◆ **Trecho**:
====================
A imensa maioria dos confrades espíritas ainda nasceu em família
católica, ou de outra religião cristã. Por isso, muitos acreditam que,
ao abraçar a Doutrina Espírita, começaram a crer num conceito novo,
criado na época de Kardec, chamado reencarnação. Outros, incluindo
críticos da Doutrina, acusam que o conceito de reencarnação foi copiado
de religiões orientais, particularmente indianas. Porém, nada está mais
distante da realidade.
====================
◆ **Dados fornecidos**:
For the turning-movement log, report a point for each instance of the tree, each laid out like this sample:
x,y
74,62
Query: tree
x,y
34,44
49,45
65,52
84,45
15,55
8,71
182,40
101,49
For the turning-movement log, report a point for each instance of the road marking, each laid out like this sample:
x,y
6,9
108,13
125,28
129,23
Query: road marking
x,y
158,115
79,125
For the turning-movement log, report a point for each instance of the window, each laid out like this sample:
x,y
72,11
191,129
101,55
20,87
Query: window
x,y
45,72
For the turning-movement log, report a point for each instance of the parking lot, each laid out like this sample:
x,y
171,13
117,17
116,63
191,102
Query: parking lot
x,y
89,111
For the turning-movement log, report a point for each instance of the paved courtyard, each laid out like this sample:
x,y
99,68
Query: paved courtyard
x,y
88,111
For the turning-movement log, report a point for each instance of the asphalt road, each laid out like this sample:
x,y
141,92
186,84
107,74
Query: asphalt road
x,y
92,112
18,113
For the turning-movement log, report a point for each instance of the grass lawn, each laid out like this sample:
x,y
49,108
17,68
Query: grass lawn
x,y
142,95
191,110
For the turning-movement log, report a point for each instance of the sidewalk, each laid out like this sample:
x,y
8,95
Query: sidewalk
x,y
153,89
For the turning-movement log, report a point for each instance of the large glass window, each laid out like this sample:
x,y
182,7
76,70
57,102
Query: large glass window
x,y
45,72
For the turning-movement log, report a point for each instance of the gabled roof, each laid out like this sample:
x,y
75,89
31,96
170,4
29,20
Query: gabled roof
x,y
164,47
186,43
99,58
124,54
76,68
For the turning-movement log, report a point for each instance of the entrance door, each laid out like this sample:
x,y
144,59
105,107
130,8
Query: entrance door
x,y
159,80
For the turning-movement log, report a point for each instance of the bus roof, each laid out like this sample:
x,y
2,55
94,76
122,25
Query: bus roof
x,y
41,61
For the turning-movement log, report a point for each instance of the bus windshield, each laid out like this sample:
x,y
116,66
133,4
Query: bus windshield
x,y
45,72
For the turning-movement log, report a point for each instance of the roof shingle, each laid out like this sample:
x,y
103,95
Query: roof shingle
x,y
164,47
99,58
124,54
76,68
====================
◆ **Tarefas e exercícios**:
1 - Segundo o trecho sobre a reencarnação, por que muitos confrades espíritas acreditam que começaram a crer num conceito novo ao abraçar a Doutrina Espírita?
2 - Repita as linhas da listagem desde a que contém "of the grass" até o fim da listagem, inclusive.

◆ **Respostas por tarefa**:
1 - A imensa maioria deles nasceu em família católica ou de outra religião cristã. Por isso, muitos acreditam que a reencarnação é um conceito novo, criado na época de Kardec.

2 -
For the turning-movement log, report a point for each instance of the grass lawn, each laid out like this sample:
x,y
49,108
17,68
Query: grass lawn
x,y
142,95
191,110
For the turning-movement log, report a point for each instance of the sidewalk, each laid out like this sample:
x,y
8,95
Query: sidewalk
x,y
153,89
For the turning-movement log, report a point for each instance of the large glass window, each laid out like this sample:
x,y
182,7
76,70
57,102
Query: large glass window
x,y
45,72
For the turning-movement log, report a point for each instance of the gabled roof, each laid out like this sample:
x,y
75,89
31,96
170,4
29,20
Query: gabled roof
x,y
164,47
186,43
99,58
124,54
76,68
For the turning-movement log, report a point for each instance of the entrance door, each laid out like this sample:
x,y
144,59
105,107
130,8
Query: entrance door
x,y
159,80
For the turning-movement log, report a point for each instance of the bus roof, each laid out like this sample:
x,y
2,55
94,76
122,25
Query: bus roof
x,y
41,61
For the turning-movement log, report a point for each instance of the bus windshield, each laid out like this sample:
x,y
116,66
133,4
Query: bus windshield
x,y
45,72
For the turning-movement log, report a point for each instance of the roof shingle, each laid out like this sample:
x,y
103,95
Query: roof shingle
x,y
164,47
99,58
124,54
76,68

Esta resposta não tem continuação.